**TEXT SHOWN**

|---|

Flashback scenes reveal various elements of poverty, injustice and political reality in the homes of workers, a hospital and a producer’s office. Odets never wasted a word. The language in each vignette rolls with thunder, and Woodward has found the proper balance between unrest and rage.
A young taxi driver and his g.f. dream of a life and family together but are discouraged by the economic crisis of the time. In this production, Sid and Florrie are a black couple (acted with conviction by Wood Harris and Lisa Renee Pitts), bringing poignancy to such moments as when Sid whispers a fragment of Andy Razaf’s searching lyric of racial shame, “What did I do to be so black and blue?”
The actors unite with conviction: Jerry Mayer as the burly and bullying union boss, Greg Naughton as the idealistic chemist who would rather sacrifice his job than assist in the manufacture of poison gas, Peter Jacobson as a young actor who auditions for a role with manic desperation.
Marisa Tomei adds an angry and poignant account of a distraught housewife, urging her gutless husband to rout the thugs from the union, and Robert Hogan, as an aggressive agitator who stirs the drivers to a near-brawl, leads the brief narrative to its tragic finale.
All the tech assists, from a bold lighting design to plain ’30s costumes, accent the mood of a country in distress and the pungent voice of a young playwright.

|---|

**DATASET CONTENT**
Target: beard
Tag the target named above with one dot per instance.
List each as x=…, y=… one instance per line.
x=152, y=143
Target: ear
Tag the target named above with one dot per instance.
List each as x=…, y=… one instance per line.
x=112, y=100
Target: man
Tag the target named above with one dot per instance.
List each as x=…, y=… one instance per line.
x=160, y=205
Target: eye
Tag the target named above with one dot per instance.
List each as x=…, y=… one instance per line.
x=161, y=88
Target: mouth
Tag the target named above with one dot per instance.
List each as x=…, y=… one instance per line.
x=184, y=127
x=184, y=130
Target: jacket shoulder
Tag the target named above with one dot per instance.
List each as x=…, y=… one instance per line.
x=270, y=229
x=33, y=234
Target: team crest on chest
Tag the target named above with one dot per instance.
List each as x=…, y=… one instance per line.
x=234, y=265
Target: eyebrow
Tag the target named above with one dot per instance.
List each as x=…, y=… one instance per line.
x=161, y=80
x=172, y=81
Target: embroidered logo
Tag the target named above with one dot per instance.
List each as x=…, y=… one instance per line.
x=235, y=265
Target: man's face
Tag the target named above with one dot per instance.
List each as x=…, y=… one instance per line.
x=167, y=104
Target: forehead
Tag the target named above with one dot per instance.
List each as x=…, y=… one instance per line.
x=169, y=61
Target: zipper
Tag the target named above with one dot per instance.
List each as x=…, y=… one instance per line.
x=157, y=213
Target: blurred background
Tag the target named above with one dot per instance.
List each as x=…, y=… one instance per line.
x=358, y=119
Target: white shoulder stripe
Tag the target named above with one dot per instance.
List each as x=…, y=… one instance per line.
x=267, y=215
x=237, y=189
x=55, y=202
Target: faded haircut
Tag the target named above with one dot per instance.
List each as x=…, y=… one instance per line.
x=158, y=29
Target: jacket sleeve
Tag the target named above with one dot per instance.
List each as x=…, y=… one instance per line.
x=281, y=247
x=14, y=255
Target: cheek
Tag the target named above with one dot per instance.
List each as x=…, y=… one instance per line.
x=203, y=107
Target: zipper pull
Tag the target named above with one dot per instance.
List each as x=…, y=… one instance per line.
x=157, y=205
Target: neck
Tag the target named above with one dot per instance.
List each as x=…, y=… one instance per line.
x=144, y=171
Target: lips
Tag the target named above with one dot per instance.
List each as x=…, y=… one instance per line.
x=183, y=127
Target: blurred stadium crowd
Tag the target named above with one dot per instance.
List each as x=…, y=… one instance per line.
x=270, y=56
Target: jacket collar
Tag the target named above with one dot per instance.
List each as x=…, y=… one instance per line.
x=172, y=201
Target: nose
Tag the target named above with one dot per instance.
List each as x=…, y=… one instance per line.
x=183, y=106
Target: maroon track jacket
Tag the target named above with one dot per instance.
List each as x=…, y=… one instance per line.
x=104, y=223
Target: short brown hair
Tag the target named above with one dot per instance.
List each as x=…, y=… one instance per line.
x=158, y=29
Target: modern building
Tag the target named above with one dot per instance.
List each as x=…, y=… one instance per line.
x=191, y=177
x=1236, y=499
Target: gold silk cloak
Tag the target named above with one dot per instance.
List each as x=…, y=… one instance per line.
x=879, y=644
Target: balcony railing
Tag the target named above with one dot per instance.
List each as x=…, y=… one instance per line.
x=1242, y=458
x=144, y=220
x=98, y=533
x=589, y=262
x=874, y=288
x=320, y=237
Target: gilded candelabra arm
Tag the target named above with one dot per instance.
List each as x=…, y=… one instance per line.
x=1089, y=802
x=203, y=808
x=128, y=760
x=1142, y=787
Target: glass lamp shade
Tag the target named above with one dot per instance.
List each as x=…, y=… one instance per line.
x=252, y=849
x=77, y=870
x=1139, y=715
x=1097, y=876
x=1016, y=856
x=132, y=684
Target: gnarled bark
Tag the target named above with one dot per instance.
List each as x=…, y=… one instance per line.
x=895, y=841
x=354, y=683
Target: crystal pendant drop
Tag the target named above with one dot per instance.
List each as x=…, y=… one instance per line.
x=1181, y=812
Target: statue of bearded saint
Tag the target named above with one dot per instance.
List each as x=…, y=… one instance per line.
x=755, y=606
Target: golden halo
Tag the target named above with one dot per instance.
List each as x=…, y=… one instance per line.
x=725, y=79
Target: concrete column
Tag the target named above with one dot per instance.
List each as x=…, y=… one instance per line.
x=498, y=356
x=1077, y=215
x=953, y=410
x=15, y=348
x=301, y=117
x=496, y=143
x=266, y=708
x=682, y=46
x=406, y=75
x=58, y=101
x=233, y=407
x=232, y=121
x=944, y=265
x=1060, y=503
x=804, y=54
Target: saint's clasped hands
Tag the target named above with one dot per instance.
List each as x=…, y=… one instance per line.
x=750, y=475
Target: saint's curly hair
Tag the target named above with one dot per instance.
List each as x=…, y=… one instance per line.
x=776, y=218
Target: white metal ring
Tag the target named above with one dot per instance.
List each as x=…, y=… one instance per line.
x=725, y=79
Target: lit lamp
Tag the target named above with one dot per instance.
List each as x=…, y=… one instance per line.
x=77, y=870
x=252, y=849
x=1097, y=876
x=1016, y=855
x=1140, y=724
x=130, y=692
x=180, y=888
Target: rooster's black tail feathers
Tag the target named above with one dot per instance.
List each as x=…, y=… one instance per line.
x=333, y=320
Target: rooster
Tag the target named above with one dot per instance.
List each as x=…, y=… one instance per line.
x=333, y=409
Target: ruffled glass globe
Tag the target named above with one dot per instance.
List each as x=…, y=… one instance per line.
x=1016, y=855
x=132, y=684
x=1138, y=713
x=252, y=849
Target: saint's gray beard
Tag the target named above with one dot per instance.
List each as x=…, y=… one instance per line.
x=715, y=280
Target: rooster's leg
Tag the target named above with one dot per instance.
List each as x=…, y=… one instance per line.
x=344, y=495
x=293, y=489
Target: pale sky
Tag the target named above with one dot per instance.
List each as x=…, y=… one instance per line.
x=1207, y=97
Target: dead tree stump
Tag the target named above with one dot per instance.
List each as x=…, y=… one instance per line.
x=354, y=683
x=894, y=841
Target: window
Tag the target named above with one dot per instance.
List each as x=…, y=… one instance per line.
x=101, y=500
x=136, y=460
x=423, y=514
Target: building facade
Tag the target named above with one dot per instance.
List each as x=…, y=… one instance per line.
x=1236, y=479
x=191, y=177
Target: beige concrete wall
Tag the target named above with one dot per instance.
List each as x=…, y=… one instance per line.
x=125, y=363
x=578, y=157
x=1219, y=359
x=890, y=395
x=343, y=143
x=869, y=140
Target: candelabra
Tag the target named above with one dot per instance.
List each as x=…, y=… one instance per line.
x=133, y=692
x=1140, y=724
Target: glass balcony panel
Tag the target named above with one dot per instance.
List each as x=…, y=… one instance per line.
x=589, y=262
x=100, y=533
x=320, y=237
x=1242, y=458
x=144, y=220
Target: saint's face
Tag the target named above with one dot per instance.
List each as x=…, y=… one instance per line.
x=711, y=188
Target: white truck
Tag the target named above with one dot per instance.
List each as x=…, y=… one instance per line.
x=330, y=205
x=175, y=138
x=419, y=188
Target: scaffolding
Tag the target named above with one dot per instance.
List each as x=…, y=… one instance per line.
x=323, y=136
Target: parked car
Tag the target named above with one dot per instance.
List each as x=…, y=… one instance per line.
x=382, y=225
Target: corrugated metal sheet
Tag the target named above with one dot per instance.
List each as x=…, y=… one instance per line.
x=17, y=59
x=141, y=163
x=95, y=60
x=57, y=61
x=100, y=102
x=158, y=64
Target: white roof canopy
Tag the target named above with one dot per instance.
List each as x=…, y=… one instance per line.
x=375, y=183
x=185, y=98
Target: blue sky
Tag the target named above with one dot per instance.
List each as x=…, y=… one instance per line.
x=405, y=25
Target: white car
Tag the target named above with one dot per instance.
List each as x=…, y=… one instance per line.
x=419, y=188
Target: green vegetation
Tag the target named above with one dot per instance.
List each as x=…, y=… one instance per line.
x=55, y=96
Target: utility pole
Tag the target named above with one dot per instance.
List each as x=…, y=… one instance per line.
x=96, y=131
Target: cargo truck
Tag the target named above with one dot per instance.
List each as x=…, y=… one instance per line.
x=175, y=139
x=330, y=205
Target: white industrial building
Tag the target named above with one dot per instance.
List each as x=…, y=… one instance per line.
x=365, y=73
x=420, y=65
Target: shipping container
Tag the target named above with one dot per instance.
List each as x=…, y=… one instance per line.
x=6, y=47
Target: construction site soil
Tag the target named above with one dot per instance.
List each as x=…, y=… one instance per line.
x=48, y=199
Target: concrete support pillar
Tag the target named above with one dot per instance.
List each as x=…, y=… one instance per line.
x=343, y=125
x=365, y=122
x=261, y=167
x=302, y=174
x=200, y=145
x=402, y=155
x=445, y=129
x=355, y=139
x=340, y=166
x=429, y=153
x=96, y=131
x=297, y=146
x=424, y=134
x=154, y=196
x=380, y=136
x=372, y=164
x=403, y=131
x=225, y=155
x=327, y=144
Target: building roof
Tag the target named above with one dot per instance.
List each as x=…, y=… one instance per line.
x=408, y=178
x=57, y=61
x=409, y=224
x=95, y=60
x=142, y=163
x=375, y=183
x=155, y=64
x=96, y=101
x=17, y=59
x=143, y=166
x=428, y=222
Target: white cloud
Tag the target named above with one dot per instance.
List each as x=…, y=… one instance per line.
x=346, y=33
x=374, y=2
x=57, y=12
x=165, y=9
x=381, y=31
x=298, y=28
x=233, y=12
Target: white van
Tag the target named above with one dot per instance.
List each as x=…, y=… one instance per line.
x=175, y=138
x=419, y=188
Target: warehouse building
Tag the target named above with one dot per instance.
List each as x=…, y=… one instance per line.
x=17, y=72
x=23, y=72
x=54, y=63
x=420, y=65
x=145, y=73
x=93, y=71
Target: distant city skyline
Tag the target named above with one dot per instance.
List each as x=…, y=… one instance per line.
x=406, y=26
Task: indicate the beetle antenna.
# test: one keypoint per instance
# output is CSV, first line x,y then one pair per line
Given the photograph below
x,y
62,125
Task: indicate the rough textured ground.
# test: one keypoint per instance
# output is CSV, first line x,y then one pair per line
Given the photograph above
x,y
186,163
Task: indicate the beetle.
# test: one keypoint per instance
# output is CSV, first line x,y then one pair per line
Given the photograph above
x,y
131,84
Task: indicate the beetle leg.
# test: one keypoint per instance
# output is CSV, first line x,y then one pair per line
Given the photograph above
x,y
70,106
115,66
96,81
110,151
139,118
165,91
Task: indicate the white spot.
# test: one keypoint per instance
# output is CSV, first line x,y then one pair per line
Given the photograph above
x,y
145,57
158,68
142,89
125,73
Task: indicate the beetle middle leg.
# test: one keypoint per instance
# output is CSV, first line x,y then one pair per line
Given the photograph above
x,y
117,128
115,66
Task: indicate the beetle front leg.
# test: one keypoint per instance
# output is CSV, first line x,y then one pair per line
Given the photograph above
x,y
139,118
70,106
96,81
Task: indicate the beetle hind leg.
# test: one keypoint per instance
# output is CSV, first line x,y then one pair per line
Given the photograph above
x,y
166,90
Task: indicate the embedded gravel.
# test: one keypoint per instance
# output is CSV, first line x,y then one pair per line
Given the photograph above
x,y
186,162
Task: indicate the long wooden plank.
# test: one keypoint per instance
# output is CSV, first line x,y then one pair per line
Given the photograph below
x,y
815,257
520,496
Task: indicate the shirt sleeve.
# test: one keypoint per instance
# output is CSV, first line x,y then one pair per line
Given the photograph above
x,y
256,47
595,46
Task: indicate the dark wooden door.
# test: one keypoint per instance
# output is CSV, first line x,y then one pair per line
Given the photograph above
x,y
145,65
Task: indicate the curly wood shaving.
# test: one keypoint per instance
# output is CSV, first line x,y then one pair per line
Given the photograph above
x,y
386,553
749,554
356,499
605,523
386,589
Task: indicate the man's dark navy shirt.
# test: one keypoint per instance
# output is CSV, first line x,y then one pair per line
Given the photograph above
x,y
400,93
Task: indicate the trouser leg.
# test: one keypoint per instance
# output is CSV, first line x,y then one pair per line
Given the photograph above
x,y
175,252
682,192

|---|

**PROBLEMS TO SOLVE**
a: From the review above the lines, write out word for word the part that opens with "The actors unite" and closes with "with manic desperation.".
b: In the review, which actor plays the idealistic chemist who would rather lose his job than help make poison gas?

**SOLUTIONS TO THE TASKS**
a:
The actors unite with conviction: Jerry Mayer as the burly and bullying union boss, Greg Naughton as the idealistic chemist who would rather sacrifice his job than assist in the manufacture of poison gas, Peter Jacobson as a young actor who auditions for a role with manic desperation.

b: Greg Naughton